» Problems to solve
(1) List the questions that the passage on how BERT answers questions says will be addressed by the end of the article.
(2) Write a continuation of the passage on how BERT answers questions, starting right after its last sentence.

--- Provided passage ---

Paper : How Does BERT Answer Questions?

Github code: https://github.com/bvanaken/explain-BERT-QA

Demo : https://visbert.demo.datexis.com/

BERT reach SOTA results in a variety of Natural Language Processing tasks. In order to better understand BERT and other Transformer-based models, we will go through a layer-wise analysis of BERT’s hidden states. we examines the hidden states between encoder layers directly. Our aim is to understand how BERT works on complex downstream tasks. Question Answering (QA) is one of such tasks that require a combination of multiple simpler tasks such as Coreference Resolution and Relation Modeling to arrive at the correct answer.

There are following questions will be addressed by end of this article,

  1. Do Transformers answer questions decompositionally, in a similar manner to humans?
  2. Do specific layers in a multi-layer Transformer network solve different tasks?
  3. How does fine-tuning influence the network’s inner state?
  4. Can an evaluation of network layers help determine why and how a network failed to predict a correct answer?

For better understanding of internal workings of Transformers, will go through

  1. A layer-wise visualisation of token representations that reveals information about the internal state of Transformer networks. This visualisation can be used to expose wrong predictions even in earlier layers or to show which parts of the context the model considered as Supporting Facts.
  2. A set of general NLP Probing Tasks and extend them by the QA-specific tasks of Question Type Classification and Supporting Fact Extraction. This way we can analyse the abilities within BERT’s layers and how they are impacted by fine-tuning.
  3. BERT’s transformations go through similar phases, even if fine-tuned on different tasks. Information about general language properties is encoded in earlier layers and implicitly used to solve the downstream task at hand in later layers.

BERT under the Microscope

To understand which transformations the models apply to input tokens, take two approaches: First, analyse the transforming token vectors qualitatively by examining their positions in vector space. Second, probe their language abilities on QA-related tasks to examine our results quantitatively.

--- Stored data ---

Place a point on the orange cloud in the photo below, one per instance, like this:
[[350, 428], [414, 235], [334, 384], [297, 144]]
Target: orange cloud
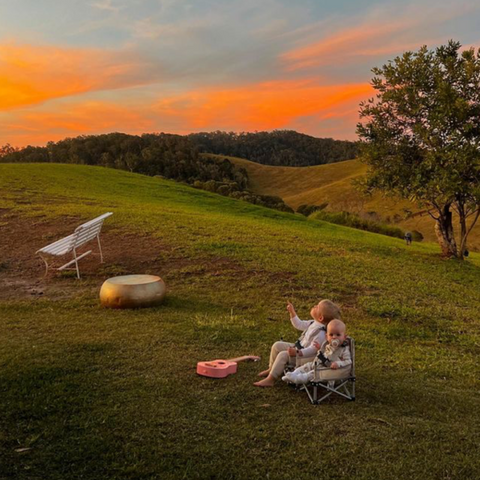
[[72, 119], [377, 35], [33, 74], [263, 106], [268, 105], [363, 40]]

---

» Answers by task
(1)
1. Do Transformers answer questions decompositionally, in a similar manner to humans?
2. Do specific layers in a multi-layer Transformer network solve different tasks?
3. How does fine-tuning influence the network's inner state?
4. Can an evaluation of network layers help determine why and how a network failed to predict a correct answer?

(2)
Analysis of Transformed Tokens

The following approach for a qualitative analysis of these transformations: Randomly select both correctly and falsely predicted samples from the test set of the respective dataset. For these samples, collect the hidden states from each layer while removing any padding. This results in the representation of each token throughout the model’s layers. The model can transform the vector space freely throughout its layers and we do not have references for semantic meanings of positions within these vector spaces. Therefore we consider distances between token vectors as indication for semantic relations.

  • Dimensionality Reduction, In order to visualize relations between tokens, apply dimensionality reduction and fit the vectors into two-dimensional space. To that end, apply T-distributed Stochastic Neighbor Embedding (t-SNE), Principal Component Analysis (PCA) and Independent Component Analysis (ICA) to vectors in each layer.

  • K-means Clustering, In order to verify that clusters in 2D space represent the actual distribution in high-dimensional vector space, apply a k-means clustering. Choose number of clusters k in regard to the number of observed clusters in PCA, which vary over layers. The resulting clusters correspond with our observations in 2D space.

Probing BERT’s Layers

We want to know whether specific layers are reserved for specific tasks and how language information is maintained or forgotten by the model.

We use the principle of Edge Probing. Edge Probing translates core NLP tasks into classification tasks by focusing solely on their labeling part. We adopt the tasks Named Entity Labeling, Coreference Resolution and Relation Classification from the original paper as they are prerequisites for language understanding and reasoning. We add tasks of Question Type Classification and Supporting Fact Identification due to their importance for Question Answering in particular.

  • Supporting Facts - The extraction of Supporting Facts is essential for Question Answering tasks, especially in the multi-hop case. We examine what BERT’s token transformations can tell us about the mechanism behind identifying important context parts. The model has to predict whether a sentence contains supporting facts regarding a specific question or whether it is irrelevant.

  • Probing Setup - Embed input tokens for each probing task sample with our fine-tuned BERT model. Contrary to previous work, we do this for all layers (N = 12 for BERT-base and N = 24 for BERT-large), using only the output embedding from n-th layer at step n. The concept of Edge Probing defines that only tokens of “labeled edges” (e.g. tokens of two related entities for Relation Classification) within a sample are considered for classification. These tokens are first pooled for a fixed-length representation and afterwards fed into a two-layer Multi-layer Perceptron (MLP) classifier, that predicts label-wise probability scores (e.g. for each type of relation).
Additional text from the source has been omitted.